▶ **WHAT THE TASK REQUIRES**:
Could you print every record below exactly as written?

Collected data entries
------------------------------------------------------------------------

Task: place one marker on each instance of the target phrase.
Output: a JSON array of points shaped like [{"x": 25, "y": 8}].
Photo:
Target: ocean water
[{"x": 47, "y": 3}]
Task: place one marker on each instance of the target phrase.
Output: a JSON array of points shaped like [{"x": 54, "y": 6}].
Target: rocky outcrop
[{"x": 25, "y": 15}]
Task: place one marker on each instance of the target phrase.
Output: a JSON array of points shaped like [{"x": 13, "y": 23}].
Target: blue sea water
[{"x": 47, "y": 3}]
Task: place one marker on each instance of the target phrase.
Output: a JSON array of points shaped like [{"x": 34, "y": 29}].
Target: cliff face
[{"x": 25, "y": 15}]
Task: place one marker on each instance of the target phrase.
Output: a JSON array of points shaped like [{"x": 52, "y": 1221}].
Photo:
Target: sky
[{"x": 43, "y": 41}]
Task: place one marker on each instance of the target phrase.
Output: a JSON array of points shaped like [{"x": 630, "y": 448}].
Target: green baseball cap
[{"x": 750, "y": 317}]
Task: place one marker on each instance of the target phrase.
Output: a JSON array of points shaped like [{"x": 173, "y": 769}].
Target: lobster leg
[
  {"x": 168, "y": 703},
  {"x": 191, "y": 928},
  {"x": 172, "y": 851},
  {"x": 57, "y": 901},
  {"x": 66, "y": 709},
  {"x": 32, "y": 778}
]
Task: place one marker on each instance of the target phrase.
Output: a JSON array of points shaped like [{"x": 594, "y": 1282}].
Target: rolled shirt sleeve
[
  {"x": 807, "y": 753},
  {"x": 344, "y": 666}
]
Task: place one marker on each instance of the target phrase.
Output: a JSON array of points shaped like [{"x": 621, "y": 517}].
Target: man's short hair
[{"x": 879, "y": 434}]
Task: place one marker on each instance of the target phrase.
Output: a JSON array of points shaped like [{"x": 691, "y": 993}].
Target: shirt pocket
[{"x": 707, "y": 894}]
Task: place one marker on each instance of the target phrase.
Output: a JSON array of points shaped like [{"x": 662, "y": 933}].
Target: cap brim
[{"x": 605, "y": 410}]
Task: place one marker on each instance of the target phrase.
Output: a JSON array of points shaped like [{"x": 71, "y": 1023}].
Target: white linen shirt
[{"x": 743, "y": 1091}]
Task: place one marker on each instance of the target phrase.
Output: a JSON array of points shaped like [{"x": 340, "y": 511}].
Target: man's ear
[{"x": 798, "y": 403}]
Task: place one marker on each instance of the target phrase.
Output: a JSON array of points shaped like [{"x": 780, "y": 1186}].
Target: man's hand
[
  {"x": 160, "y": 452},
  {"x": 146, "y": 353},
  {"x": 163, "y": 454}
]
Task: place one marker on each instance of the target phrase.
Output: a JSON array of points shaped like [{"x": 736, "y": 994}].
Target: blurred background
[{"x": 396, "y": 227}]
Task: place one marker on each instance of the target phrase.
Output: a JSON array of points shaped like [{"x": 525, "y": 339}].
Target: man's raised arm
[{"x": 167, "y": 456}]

------------------------------------------------------------------------

▶ **SOLUTION FOR THIS EXERCISE**:
Task: place one marker on each instance of the target phrase.
Output: a JSON array of points shaped like [{"x": 25, "y": 8}].
Photo:
Target: ocean water
[{"x": 47, "y": 3}]
Task: place one marker on each instance of the target phrase.
Output: a JSON array of points shaped like [{"x": 54, "y": 6}].
Target: rocky outcrop
[{"x": 25, "y": 15}]
Task: place one marker on each instance of the target phrase.
Output: a JSON array of points shaped like [{"x": 13, "y": 23}].
Target: blue sea water
[{"x": 47, "y": 3}]
Task: place one marker on each instance of the target phrase.
Output: a JSON array of points shaped like [{"x": 34, "y": 29}].
Target: cliff face
[{"x": 25, "y": 15}]
Task: place one marker on each instance of the target phrase.
Output: a JSON array of points shaped like [{"x": 52, "y": 1221}].
Photo:
Target: sky
[{"x": 43, "y": 41}]
Task: place one marker on each instance of the target phrase.
Output: a JSON array of points shaped like [{"x": 630, "y": 448}].
Target: green baseball cap
[{"x": 750, "y": 317}]
Task: place one marker on each instance of the target phrase.
Output: a JSON array of points shaped like [{"x": 173, "y": 769}].
Target: lobster leg
[
  {"x": 168, "y": 703},
  {"x": 191, "y": 928},
  {"x": 172, "y": 851},
  {"x": 57, "y": 901},
  {"x": 66, "y": 709},
  {"x": 32, "y": 778}
]
Task: place one marker on each instance of the target phrase.
Output: a JSON array of points shaped like [{"x": 594, "y": 1282}].
Target: rolled shirt sleeve
[
  {"x": 807, "y": 753},
  {"x": 344, "y": 666}
]
Task: place one marker on each instance of the target phrase.
Output: a JSON array of points shaped like [{"x": 621, "y": 517}].
Target: man's short hair
[{"x": 879, "y": 434}]
Task: place one marker on each instance of the target phrase.
Output: a JSON array of points shaped like [{"x": 691, "y": 993}].
Target: shirt pocket
[{"x": 707, "y": 894}]
Task: place one marker on each instance of the target phrase.
Output: a JSON array of points shaped like [{"x": 662, "y": 933}].
Target: cap brim
[{"x": 605, "y": 410}]
Task: place one marker on each instance of the target phrase.
Output: a JSON array of points shaped like [{"x": 71, "y": 1023}].
Target: white linen shirt
[{"x": 743, "y": 1091}]
Task: place one marker on each instance of the target phrase.
Output: a JSON array of points shaped like [{"x": 340, "y": 511}].
Target: man's ear
[{"x": 798, "y": 403}]
Task: place one marker on each instance of the target phrase.
Output: a JSON array of points shaped like [{"x": 780, "y": 1186}].
Target: man's hand
[
  {"x": 160, "y": 452},
  {"x": 146, "y": 353},
  {"x": 163, "y": 454}
]
Task: place one marker on each instance of the target phrase.
Output: a JSON array of points shaped like [{"x": 736, "y": 994}].
Target: blurred background
[{"x": 396, "y": 227}]
Task: place one marker on each instance of the target phrase.
Output: a JSON array of points shaped like [{"x": 525, "y": 339}].
Target: man's raised arm
[{"x": 167, "y": 456}]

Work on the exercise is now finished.